Task | Print the material below exactly, from the line with "point: camera with" through the last line.

Material for this task |
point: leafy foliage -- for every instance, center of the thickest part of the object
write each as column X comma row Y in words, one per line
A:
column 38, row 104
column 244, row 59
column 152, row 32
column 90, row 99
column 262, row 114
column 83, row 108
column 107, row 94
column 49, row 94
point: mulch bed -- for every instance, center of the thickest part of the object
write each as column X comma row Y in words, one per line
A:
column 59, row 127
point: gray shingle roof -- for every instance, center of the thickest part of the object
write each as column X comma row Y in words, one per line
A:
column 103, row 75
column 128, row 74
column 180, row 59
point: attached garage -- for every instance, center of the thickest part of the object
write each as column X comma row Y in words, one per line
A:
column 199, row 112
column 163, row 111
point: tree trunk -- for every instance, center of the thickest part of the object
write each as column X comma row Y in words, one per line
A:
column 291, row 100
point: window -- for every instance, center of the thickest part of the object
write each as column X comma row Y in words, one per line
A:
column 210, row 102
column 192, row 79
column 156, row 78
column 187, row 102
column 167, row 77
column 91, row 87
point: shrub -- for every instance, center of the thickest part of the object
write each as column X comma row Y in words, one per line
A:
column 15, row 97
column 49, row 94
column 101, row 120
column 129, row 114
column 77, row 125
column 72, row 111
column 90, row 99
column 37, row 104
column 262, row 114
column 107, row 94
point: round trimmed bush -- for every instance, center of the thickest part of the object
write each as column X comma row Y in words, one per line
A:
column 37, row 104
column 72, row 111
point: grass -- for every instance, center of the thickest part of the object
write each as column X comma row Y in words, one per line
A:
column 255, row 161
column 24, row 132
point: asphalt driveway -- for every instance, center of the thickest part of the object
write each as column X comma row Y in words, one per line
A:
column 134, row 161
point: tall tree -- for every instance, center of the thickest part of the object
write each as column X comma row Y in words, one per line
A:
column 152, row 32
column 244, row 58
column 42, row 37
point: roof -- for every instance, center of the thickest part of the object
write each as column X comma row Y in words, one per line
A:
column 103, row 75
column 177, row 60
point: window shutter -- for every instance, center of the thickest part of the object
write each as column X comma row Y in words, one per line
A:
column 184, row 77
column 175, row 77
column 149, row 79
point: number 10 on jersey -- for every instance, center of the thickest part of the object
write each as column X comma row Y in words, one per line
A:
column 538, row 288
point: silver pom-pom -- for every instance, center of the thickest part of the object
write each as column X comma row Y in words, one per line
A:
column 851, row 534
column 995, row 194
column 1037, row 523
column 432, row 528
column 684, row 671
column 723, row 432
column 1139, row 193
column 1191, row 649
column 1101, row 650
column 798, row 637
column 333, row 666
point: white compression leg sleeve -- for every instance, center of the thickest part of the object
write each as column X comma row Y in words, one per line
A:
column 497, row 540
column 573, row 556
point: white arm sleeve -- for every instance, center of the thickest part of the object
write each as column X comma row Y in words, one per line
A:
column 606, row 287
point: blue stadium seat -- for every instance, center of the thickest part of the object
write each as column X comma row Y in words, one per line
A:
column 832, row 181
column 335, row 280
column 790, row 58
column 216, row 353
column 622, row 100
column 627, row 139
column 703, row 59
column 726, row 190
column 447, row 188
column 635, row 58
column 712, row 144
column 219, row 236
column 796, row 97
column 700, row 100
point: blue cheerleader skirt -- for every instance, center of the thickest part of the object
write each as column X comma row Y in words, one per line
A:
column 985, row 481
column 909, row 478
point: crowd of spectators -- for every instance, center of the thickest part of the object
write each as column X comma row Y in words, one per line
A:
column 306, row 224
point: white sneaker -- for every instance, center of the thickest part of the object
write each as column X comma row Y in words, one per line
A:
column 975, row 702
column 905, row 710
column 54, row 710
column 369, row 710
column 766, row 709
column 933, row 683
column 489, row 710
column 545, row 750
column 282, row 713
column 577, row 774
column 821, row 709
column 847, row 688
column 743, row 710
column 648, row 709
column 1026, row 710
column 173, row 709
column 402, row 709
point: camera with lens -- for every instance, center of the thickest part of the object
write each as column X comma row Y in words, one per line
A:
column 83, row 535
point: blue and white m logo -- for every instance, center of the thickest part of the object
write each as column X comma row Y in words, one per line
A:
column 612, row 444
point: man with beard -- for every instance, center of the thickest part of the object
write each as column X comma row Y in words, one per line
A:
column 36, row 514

Exercise answer |
point: camera with lens -- for every instance, center of the thickest part of the object
write each as column X comma row Y in words, one per line
A:
column 83, row 535
point: blue and white m logo -- for every instance, center of the thickest part of the object
write each as column X comma row Y in words, one per line
A:
column 612, row 444
point: man with beard -- for every instance, center of the thickest part of the object
write each as column X comma row Y in words, one per line
A:
column 36, row 514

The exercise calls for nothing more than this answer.